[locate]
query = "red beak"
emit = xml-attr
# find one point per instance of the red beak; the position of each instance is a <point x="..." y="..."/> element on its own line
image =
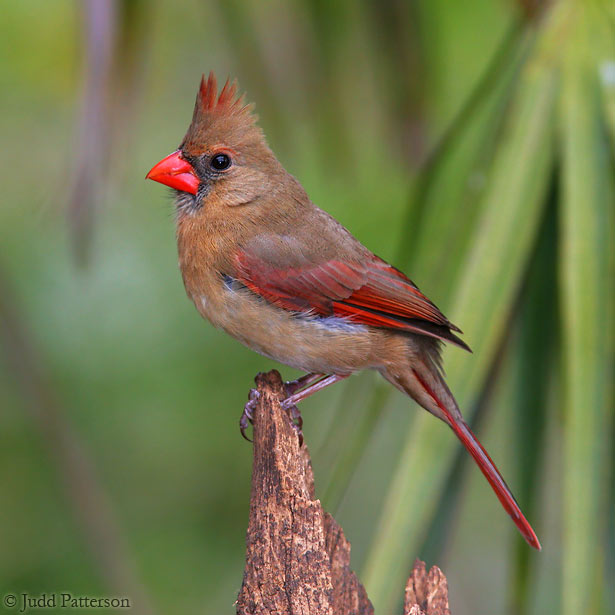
<point x="174" y="171"/>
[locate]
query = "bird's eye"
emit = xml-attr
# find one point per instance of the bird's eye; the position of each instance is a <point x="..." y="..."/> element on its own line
<point x="220" y="162"/>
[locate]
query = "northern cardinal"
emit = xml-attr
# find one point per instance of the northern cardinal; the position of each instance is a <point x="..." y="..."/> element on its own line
<point x="262" y="262"/>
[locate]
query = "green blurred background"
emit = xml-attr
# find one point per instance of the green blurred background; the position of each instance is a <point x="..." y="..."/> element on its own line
<point x="471" y="144"/>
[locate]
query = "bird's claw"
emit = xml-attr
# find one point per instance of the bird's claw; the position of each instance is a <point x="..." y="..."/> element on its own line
<point x="248" y="413"/>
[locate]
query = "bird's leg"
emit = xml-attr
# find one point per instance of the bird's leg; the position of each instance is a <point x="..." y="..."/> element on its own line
<point x="306" y="386"/>
<point x="297" y="390"/>
<point x="292" y="386"/>
<point x="248" y="410"/>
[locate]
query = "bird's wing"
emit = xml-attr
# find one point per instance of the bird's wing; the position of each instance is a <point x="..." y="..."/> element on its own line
<point x="366" y="291"/>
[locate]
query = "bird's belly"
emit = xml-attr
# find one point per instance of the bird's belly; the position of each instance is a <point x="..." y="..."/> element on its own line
<point x="307" y="343"/>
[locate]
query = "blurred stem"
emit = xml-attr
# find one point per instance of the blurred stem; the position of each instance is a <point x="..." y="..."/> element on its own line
<point x="499" y="68"/>
<point x="586" y="248"/>
<point x="350" y="455"/>
<point x="534" y="358"/>
<point x="90" y="504"/>
<point x="430" y="172"/>
<point x="93" y="142"/>
<point x="441" y="525"/>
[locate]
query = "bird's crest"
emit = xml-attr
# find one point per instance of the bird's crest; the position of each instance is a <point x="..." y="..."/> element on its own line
<point x="209" y="103"/>
<point x="220" y="117"/>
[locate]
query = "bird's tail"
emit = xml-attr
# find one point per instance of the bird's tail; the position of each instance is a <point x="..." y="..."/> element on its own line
<point x="428" y="388"/>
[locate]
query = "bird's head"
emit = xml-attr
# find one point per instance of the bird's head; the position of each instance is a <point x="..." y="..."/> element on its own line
<point x="224" y="159"/>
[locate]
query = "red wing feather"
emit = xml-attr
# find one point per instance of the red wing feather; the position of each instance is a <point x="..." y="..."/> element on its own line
<point x="370" y="292"/>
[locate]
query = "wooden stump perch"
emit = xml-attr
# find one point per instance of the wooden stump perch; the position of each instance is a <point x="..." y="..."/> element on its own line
<point x="297" y="557"/>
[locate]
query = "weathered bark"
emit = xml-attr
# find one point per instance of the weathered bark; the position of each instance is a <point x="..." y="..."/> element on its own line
<point x="426" y="592"/>
<point x="297" y="559"/>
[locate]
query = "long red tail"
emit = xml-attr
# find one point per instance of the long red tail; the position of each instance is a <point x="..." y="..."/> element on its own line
<point x="480" y="455"/>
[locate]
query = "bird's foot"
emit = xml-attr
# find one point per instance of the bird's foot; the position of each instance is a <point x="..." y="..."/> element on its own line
<point x="248" y="412"/>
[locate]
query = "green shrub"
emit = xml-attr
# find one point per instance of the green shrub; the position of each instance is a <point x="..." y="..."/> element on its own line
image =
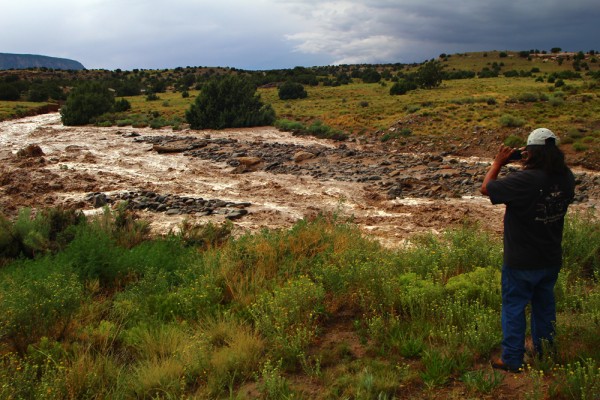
<point x="122" y="105"/>
<point x="402" y="87"/>
<point x="290" y="126"/>
<point x="292" y="90"/>
<point x="511" y="121"/>
<point x="29" y="236"/>
<point x="581" y="244"/>
<point x="528" y="98"/>
<point x="579" y="146"/>
<point x="514" y="141"/>
<point x="229" y="102"/>
<point x="287" y="317"/>
<point x="580" y="380"/>
<point x="89" y="100"/>
<point x="37" y="298"/>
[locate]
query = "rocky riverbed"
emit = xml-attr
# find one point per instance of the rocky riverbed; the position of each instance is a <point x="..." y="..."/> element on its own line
<point x="257" y="177"/>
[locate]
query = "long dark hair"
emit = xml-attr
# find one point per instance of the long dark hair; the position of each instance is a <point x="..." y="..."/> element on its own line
<point x="547" y="157"/>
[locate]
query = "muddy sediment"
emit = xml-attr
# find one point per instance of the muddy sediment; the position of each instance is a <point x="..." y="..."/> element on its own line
<point x="258" y="177"/>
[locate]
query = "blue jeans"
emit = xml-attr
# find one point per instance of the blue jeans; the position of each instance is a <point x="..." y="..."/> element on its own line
<point x="520" y="287"/>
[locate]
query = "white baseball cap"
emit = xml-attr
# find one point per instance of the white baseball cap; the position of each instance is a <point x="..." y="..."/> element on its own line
<point x="538" y="137"/>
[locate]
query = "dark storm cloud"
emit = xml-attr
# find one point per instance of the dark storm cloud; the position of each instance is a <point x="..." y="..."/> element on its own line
<point x="266" y="34"/>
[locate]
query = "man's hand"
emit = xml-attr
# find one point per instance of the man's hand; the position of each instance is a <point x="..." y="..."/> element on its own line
<point x="503" y="156"/>
<point x="501" y="159"/>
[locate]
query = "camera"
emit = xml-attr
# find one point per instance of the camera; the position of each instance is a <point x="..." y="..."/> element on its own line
<point x="516" y="155"/>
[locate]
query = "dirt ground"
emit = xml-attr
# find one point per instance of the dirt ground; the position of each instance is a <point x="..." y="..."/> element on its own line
<point x="77" y="161"/>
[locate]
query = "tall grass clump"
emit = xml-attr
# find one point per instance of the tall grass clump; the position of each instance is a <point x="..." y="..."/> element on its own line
<point x="37" y="299"/>
<point x="581" y="245"/>
<point x="287" y="317"/>
<point x="202" y="314"/>
<point x="455" y="251"/>
<point x="511" y="121"/>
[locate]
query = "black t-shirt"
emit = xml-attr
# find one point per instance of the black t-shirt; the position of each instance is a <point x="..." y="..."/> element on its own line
************
■ Stated problem
Restate the data above word for word. Do not include the images.

■ Reply
[locate]
query = "red beak"
emit = xml-attr
# find one point per instance of the red beak; the position of each instance is a <point x="..." y="..."/> element on its own line
image =
<point x="174" y="171"/>
[locate]
query = "bird's eye"
emit = xml-attr
# find one point per instance of the bird's eye; the position of each instance is a <point x="..." y="..."/> element on its own line
<point x="220" y="162"/>
[locate]
query = "northern cardinal"
emit = xml-attr
# find one point per instance of the northern cardinal; the position of each instance is a <point x="..." y="..."/> element on its own line
<point x="262" y="262"/>
[locate]
query = "green blurred background"
emit = xml-attr
# find one point per instance of the green blurred background; the position of each instance is a <point x="..." y="..."/> element on its own line
<point x="471" y="144"/>
[locate]
query = "bird's claw"
emit = xml-attr
# find one point per instance of the bird's claw; the position of each instance is a <point x="..." y="..."/> element on its own line
<point x="248" y="413"/>
[locate]
query = "bird's leg"
emit = xml-attr
# find one point per instance of the bird's leg; the position of each instance is a <point x="..." y="..."/> element on its own line
<point x="306" y="386"/>
<point x="297" y="390"/>
<point x="292" y="386"/>
<point x="248" y="410"/>
[locate]
query = "bird's wing"
emit = xml-attr
# find one point per instance of the bird's wing; the position of each instance is a <point x="..." y="..."/> element on its own line
<point x="366" y="291"/>
[locate]
query = "bird's belly"
emit = xml-attr
# find one point per instance of the bird's belly; the position of each instance is a <point x="..." y="..."/> element on its own line
<point x="307" y="343"/>
[locate]
query = "blurred stem"
emit = xml-attr
# find one point per instance of the blurred stem; the position of each instance is a <point x="..." y="..."/> element on its own line
<point x="499" y="68"/>
<point x="586" y="248"/>
<point x="350" y="455"/>
<point x="534" y="358"/>
<point x="90" y="504"/>
<point x="430" y="172"/>
<point x="93" y="142"/>
<point x="441" y="525"/>
[locate]
query = "bird's crest"
emit = xml-attr
# find one point per instance of the bird's crest; the position of each instance is a <point x="..." y="..."/> element on its own line
<point x="209" y="103"/>
<point x="220" y="117"/>
[locate]
query = "bird's tail"
emit = xml-attr
# find one point per instance of the bird's tail; the position of each instance is a <point x="..." y="..."/> element on its own line
<point x="428" y="388"/>
[locate]
query = "bird's head"
emit = xml-attr
# find one point per instance of the bird's head; the position of each instance is a <point x="..." y="..."/> element on its own line
<point x="224" y="159"/>
[locate]
query = "red wing feather"
emit = xml-attr
# find one point per instance of the red wing feather; the position of each instance is a <point x="..." y="..."/> element on its own line
<point x="370" y="292"/>
[locate]
query = "wooden stump perch"
emit = xml-attr
# find one point per instance of the wooden stump perch; the position of each instance is a <point x="..." y="..."/> element on its own line
<point x="297" y="557"/>
[locate]
query = "weathered bark"
emit = xml-attr
# find one point per instance of the weathered bark; the position of each instance is a <point x="..." y="..."/> element on its own line
<point x="426" y="592"/>
<point x="297" y="559"/>
[locate]
query = "long red tail"
emit = xml-attr
# find one point per instance of the long red tail; the position of each instance is a <point x="..." y="..."/> element on its own line
<point x="480" y="455"/>
[locate]
query = "bird's foot"
emit = xml-attr
# find one point per instance of the bird's foot; the position of each instance is a <point x="..." y="..."/> element on its own line
<point x="248" y="412"/>
[locate]
query = "green shrub"
emit = xml-attr
# find one point per instance of the green shrub; the position of each instance is a <point x="..." y="..."/> element on its own line
image =
<point x="122" y="105"/>
<point x="402" y="87"/>
<point x="290" y="126"/>
<point x="292" y="90"/>
<point x="511" y="121"/>
<point x="29" y="236"/>
<point x="581" y="244"/>
<point x="528" y="98"/>
<point x="579" y="146"/>
<point x="514" y="141"/>
<point x="229" y="102"/>
<point x="287" y="317"/>
<point x="580" y="380"/>
<point x="89" y="100"/>
<point x="37" y="298"/>
[locate]
query = "rocky riverbed"
emit = xml-attr
# find one point per instance of the rocky riverbed; the position of each instance is a <point x="..." y="..."/> element on its own line
<point x="257" y="177"/>
[locate]
query = "long dark hair"
emit = xml-attr
# find one point per instance of the long dark hair; the position of each instance is a <point x="..." y="..."/> element on its own line
<point x="547" y="157"/>
[locate]
query = "muddy sediment"
emit = xml-attr
# find one point per instance of the muddy sediment; the position of each instance is a <point x="..." y="..."/> element on its own line
<point x="258" y="177"/>
[locate]
query = "blue jeans"
emit = xml-attr
# find one point per instance of the blue jeans; the position of each instance is a <point x="..." y="..."/> element on its own line
<point x="520" y="287"/>
[locate]
query = "white baseball cap"
emit = xml-attr
# find one point per instance of the white baseball cap; the position of each instance is a <point x="..." y="..."/> element on its own line
<point x="538" y="137"/>
[locate]
query = "dark storm cloud"
emit = xml-attr
# find one point per instance of the dark storm cloud; the position of each instance is a <point x="..." y="..."/> element on its own line
<point x="266" y="34"/>
[locate]
query = "man's hand"
emit = xml-attr
# find one point per instance of the man's hand; the position of each instance is a <point x="..." y="..."/> element on its own line
<point x="503" y="156"/>
<point x="501" y="159"/>
[locate]
query = "camera"
emit = xml-attr
# find one point per instance of the camera; the position of each instance is a <point x="..." y="..."/> element on its own line
<point x="516" y="155"/>
[locate]
query = "dirt ground"
emit = xml-attr
# find one point per instance of the dirt ground; the position of each instance is a <point x="..." y="..."/> element on its own line
<point x="77" y="161"/>
[locate]
query = "tall grass clump"
emit = xml-attr
# find one point per instance of the tall grass clump; the position of each instance is a <point x="..." y="..."/> element on its own line
<point x="37" y="299"/>
<point x="581" y="245"/>
<point x="287" y="317"/>
<point x="202" y="314"/>
<point x="455" y="251"/>
<point x="511" y="121"/>
[locate]
query = "black t-shirt"
emit = xml-attr
# find one point per instance of the black t-shirt; the position of each instance is a <point x="..." y="..."/> element on its own line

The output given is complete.